# EXCERPT
## begin

Monument to city’s Vietnam casualties rededicated at Heritage Center

By Jason Togyer
The Tube City Almanac
May 13, 2023
Posted in: McKeesport and Region News

Janet and Barry Wagner of White Oak examine the monument to the McKeesport 23 following Saturday’s rededication ceremony on the lawn of McKeesport Regional History & Heritage Center. Wagner’s first husband, U.S. Army Capt. Terry Martell, is one of the local soldiers killed in action in Vietnam whose name appears on the tablet. (Tube City Almanac photo)


U.S. Army Pfc. Denny Pliska was engaged to be married to his girlfriend just a few days before he was deployed to Vietnam. He was saving his combat pay to buy a Corvette when he got back to McKeesport.

Pliska didn’t make it home. He was killed in action only six days after fellow Army Pfc. Mike Nemchick — who, like Pliska, was an alumnus of McKeesport Vocational High School — also became a casualty of the Vietnam War.

Nemchick, said Joe Hoffman, former White Oak police chief, had planned to go to college on the GI Bill when he returned to McKeesport. He wanted to become a physical education teacher, Hoffman said, and work with Sam LaRosa at the McKeesport Boys Club. Nemchick, who was killed by a sniper on Feb. 22, 1966, never got the chance.

## end

# STATED EXERCISE
Copy the stretch of the Vietnam monument article from "U.S. Army Pfc." through "got the chance.", putting "convertible" in place of "Corvette".

# ITEMS
## begin

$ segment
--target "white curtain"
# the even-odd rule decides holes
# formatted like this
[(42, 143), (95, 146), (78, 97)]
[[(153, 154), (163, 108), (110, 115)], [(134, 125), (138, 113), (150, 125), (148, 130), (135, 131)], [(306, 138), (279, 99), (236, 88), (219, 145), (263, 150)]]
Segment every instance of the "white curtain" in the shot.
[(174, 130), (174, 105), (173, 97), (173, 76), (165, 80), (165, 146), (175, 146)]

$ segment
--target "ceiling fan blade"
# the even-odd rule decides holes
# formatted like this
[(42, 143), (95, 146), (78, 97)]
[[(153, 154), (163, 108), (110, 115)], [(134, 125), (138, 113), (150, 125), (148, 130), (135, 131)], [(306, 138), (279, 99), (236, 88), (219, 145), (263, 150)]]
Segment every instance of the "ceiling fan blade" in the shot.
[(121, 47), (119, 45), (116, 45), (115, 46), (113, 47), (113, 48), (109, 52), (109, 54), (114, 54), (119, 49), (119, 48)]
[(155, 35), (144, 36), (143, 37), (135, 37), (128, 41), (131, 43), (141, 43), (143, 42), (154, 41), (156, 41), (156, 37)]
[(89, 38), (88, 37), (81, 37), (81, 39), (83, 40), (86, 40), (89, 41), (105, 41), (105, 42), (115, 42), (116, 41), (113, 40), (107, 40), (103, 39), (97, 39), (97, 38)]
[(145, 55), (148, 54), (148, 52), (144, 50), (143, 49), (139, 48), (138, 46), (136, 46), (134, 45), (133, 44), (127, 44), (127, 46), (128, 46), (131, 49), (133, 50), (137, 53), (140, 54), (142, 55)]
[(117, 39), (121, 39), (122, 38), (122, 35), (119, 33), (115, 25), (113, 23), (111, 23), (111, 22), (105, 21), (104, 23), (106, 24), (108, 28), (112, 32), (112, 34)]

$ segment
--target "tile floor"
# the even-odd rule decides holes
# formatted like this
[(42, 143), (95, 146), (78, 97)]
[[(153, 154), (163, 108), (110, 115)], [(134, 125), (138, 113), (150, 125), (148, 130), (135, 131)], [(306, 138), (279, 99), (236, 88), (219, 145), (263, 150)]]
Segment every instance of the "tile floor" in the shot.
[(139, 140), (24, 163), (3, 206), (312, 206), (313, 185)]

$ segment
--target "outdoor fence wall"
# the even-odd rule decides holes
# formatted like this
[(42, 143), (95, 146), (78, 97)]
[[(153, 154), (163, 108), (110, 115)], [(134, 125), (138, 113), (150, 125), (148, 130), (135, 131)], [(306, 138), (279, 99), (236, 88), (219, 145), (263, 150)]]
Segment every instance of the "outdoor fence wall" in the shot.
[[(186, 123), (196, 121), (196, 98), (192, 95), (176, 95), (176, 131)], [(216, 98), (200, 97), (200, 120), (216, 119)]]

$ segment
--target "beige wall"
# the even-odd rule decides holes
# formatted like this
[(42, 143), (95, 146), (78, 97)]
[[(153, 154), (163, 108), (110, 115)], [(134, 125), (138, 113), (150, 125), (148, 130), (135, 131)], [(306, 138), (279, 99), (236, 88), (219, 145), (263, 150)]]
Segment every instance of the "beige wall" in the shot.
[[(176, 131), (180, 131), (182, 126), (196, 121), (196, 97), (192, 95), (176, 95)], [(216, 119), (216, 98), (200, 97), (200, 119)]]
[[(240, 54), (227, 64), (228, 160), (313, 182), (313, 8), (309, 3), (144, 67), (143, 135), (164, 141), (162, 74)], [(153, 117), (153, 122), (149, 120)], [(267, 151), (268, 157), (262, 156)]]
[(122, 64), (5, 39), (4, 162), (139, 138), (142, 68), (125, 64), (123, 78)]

## end

# TASK SOLUTION
U.S. Army Pfc. Denny Pliska was engaged to be married to his girlfriend just a few days before he was deployed to Vietnam. He was saving his combat pay to buy a convertible when he got back to McKeesport.

Pliska didn’t make it home. He was killed in action only six days after fellow Army Pfc. Mike Nemchick — who, like Pliska, was an alumnus of McKeesport Vocational High School — also became a casualty of the Vietnam War.

Nemchick, said Joe Hoffman, former White Oak police chief, had planned to go to college on the GI Bill when he returned to McKeesport. He wanted to become a physical education teacher, Hoffman said, and work with Sam LaRosa at the McKeesport Boys Club. Nemchick, who was killed by a sniper on Feb. 22, 1966, never got the chance.